Brief: Where the records hold the string "tree", show the whole line it sits on.

Supplied entries:
>>>>>

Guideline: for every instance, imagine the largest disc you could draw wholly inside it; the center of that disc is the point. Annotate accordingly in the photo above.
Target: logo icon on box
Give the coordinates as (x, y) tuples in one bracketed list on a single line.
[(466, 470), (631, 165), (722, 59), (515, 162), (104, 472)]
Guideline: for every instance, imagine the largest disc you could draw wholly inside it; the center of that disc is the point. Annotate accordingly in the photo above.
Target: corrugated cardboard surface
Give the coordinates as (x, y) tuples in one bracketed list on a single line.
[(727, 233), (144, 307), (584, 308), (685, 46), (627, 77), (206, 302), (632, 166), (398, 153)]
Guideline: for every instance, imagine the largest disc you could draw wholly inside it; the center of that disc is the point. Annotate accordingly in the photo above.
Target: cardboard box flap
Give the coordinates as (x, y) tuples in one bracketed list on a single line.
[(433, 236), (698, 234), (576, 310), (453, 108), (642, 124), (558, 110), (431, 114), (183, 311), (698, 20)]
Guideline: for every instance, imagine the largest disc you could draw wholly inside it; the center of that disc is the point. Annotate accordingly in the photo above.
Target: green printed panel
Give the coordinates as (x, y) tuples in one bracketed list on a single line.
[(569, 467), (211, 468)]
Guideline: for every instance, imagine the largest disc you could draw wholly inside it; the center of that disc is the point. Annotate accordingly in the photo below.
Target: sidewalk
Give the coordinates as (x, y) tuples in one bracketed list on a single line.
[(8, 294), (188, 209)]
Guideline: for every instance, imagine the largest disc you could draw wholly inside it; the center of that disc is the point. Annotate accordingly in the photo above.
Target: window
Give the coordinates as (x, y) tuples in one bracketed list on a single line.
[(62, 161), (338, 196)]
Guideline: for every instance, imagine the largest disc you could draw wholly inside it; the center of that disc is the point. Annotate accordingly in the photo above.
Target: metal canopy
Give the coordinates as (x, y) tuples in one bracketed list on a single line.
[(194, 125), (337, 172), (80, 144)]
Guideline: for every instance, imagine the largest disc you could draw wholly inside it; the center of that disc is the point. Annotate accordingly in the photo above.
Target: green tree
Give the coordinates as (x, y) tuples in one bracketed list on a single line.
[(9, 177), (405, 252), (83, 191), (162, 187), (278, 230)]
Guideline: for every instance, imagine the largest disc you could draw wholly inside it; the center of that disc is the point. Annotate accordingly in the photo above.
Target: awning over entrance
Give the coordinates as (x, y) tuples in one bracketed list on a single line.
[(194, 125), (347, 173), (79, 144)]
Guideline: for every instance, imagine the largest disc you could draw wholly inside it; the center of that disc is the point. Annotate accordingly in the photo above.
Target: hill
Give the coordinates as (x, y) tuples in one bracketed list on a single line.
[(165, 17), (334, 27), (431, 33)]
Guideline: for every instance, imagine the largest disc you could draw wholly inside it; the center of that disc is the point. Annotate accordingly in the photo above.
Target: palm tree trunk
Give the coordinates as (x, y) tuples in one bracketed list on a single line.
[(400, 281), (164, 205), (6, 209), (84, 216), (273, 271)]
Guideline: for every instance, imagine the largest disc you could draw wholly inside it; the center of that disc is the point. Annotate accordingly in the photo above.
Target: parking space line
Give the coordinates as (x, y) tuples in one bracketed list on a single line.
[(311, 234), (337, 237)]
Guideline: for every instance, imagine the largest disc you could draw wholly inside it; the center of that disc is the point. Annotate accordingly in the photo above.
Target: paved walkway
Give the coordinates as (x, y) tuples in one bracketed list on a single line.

<<<<<

Output of the task:
Target: green tree
Target: palm tree trunk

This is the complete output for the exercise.